**** Extracted records

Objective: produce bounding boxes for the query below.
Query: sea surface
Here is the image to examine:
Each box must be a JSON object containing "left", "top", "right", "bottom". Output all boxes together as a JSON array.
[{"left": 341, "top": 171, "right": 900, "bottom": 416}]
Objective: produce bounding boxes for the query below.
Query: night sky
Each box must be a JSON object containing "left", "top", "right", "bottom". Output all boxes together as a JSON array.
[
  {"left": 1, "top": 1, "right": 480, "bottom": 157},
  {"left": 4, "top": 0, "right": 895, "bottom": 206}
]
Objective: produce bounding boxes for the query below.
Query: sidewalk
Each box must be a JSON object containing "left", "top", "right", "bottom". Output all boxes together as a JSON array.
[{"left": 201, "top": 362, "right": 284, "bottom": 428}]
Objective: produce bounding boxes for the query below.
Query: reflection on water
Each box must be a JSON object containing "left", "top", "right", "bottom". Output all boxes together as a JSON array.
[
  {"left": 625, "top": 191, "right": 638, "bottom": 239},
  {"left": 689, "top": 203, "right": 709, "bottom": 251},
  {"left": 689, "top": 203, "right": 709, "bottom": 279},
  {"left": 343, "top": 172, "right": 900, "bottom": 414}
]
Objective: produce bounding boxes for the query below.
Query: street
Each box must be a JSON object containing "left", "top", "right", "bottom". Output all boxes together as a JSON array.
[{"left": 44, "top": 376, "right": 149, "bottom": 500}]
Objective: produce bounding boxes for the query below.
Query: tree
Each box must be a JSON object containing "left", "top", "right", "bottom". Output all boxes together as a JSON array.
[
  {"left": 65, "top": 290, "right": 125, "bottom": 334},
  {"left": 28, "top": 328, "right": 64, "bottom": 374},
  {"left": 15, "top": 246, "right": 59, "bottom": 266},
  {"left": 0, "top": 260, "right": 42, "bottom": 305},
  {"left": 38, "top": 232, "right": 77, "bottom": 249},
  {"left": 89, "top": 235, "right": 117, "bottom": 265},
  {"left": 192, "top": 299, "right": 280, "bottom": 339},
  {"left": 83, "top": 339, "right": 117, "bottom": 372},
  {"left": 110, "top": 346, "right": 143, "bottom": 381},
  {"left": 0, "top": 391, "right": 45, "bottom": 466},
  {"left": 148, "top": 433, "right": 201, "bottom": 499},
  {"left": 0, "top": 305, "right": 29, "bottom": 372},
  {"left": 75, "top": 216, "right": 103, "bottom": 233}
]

********

Could the entries above be output once more, exactly as they are?

_Task answer_.
Objective: produce bounding boxes for the query below.
Query: sea surface
Here is the image to examine:
Each box must be a JSON object containing "left", "top", "right", "bottom". Output all boxes together as a JSON array.
[{"left": 341, "top": 171, "right": 900, "bottom": 416}]
Objective: produce bounding boxes for the query below.
Query: night sky
Each box must be a JSON object containing "left", "top", "right", "bottom". Output all boxes together as a JSON array.
[
  {"left": 1, "top": 1, "right": 480, "bottom": 157},
  {"left": 4, "top": 0, "right": 895, "bottom": 206}
]
Objective: produce bounding boxes for the query below.
Query: sidewalk
Each box must be a JSON object containing "left", "top", "right", "bottom". Output all boxes together as a JSON array.
[{"left": 201, "top": 362, "right": 284, "bottom": 428}]
Objective: produce bounding boxes for the query below.
Query: reflection on water
Each box must be a JSON object containing "left", "top", "right", "bottom". Output all boxes together as a JSON array.
[
  {"left": 625, "top": 191, "right": 638, "bottom": 239},
  {"left": 689, "top": 203, "right": 709, "bottom": 251},
  {"left": 689, "top": 203, "right": 709, "bottom": 279},
  {"left": 343, "top": 172, "right": 900, "bottom": 414}
]
Objective: produce bounding boxes for the query below.
Query: street
Each box must be a JSON object containing "left", "top", "right", "bottom". Output all boxes together as a JSON array.
[{"left": 44, "top": 376, "right": 149, "bottom": 500}]
Objective: produce bounding boxes for the query below.
Query: tree
Each box must be a JSON object containing "left", "top", "right", "bottom". Output all boxes together as a JSON array.
[
  {"left": 65, "top": 290, "right": 125, "bottom": 334},
  {"left": 28, "top": 328, "right": 64, "bottom": 374},
  {"left": 15, "top": 246, "right": 59, "bottom": 266},
  {"left": 0, "top": 260, "right": 42, "bottom": 305},
  {"left": 38, "top": 232, "right": 77, "bottom": 249},
  {"left": 89, "top": 235, "right": 117, "bottom": 265},
  {"left": 192, "top": 299, "right": 280, "bottom": 339},
  {"left": 83, "top": 339, "right": 117, "bottom": 372},
  {"left": 110, "top": 346, "right": 143, "bottom": 381},
  {"left": 0, "top": 391, "right": 45, "bottom": 466},
  {"left": 148, "top": 433, "right": 201, "bottom": 499},
  {"left": 0, "top": 305, "right": 29, "bottom": 372},
  {"left": 75, "top": 216, "right": 103, "bottom": 233}
]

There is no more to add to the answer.